Source -
# Cloning RAID array to single drive



## Melophile (Dec 28, 2015)

I currently have 2x120GB Samsung 840 EVOs in RAID0 via Intel RST.
I recently purchased a 250GB Samsung 850 EVO and I am looking to move everything from the 2x120GB 840 EVOs to the 250GB 850 EVO.

I am familiar with cloning, but only from one drive to another single drive. I've never cloned a RAID array, and I am not sure it is even possible. IIRC, RAID uses different boot drivers or something like that, which is why I'm not sure if cloning a RAID array to a single drive is possible. I want to be able to revert my SATA mode back to AHCI.


----------



## DarthBaggins (Dec 28, 2015)

I would think it would only be possible if you had it in RAID 1 due to the mirroring vs striping.  I too would like to know if this is possible (want to up to RAID 5 or 10 soon if I snag a couple more 128GB Pros)


----------



## JalleR (Dec 28, 2015)

I' not 100% but i pretty sure you just do the same as if it was from one to another.

changing to AHCI mode only requires that windows has the driver for the hard desk controler, and that is present if you are running a Raid setup.


----------



## qubit (Dec 28, 2015)

Just use Paragon Hard Disk Manager which can do it easily.


----------



## Melophile (Dec 28, 2015)

JalleR said:


> I' not 100% but i pretty sure you just do the same as if it was from one to another.

Provided records -

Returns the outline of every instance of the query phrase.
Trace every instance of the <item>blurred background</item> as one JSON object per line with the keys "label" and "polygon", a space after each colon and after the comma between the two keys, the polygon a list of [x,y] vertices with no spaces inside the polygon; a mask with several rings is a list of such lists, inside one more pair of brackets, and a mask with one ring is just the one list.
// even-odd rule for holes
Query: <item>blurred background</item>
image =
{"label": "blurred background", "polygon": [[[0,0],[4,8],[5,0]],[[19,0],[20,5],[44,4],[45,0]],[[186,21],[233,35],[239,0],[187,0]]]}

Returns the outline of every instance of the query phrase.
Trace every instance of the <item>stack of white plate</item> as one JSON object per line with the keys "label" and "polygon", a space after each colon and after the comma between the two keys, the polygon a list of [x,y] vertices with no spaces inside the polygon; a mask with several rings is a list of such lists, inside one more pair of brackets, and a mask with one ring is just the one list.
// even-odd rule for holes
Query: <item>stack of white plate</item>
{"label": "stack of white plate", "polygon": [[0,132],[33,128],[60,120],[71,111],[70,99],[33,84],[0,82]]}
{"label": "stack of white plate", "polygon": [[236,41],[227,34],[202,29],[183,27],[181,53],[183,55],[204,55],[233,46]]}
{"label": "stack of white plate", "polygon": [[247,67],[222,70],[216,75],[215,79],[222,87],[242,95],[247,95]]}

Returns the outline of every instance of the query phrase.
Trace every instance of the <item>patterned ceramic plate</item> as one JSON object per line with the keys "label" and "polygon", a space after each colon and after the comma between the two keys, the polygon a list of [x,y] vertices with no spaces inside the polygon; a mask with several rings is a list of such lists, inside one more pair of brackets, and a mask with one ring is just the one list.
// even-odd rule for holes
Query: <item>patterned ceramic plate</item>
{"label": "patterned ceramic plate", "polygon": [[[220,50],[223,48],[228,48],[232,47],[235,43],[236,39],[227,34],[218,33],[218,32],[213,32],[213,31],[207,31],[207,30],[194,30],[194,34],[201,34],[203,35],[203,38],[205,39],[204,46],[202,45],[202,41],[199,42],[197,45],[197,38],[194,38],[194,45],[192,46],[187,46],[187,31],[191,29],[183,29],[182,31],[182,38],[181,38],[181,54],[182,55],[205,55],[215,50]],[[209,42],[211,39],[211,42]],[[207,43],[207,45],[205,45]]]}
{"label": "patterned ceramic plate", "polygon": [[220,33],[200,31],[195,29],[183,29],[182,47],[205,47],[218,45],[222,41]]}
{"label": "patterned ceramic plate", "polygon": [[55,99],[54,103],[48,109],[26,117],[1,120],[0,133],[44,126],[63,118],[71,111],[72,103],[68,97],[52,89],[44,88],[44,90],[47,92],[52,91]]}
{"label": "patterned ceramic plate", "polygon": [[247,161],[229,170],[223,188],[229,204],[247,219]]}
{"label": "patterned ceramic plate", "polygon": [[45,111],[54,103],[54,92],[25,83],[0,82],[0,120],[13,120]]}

Description of the task -
Quote the passage of the RAID cloning thread between "## DarthBaggins (Dec" and "more 128GB Pros)", inclusive. The listing has no role here.

Right answer -
## DarthBaggins (Dec 28, 2015)

I would think it would only be possible if you had it in RAID 1 due to the mirroring vs striping.  I too would like to know if this is possible (want to up to RAID 5 or 10 soon if I snag a couple more 128GB Pros)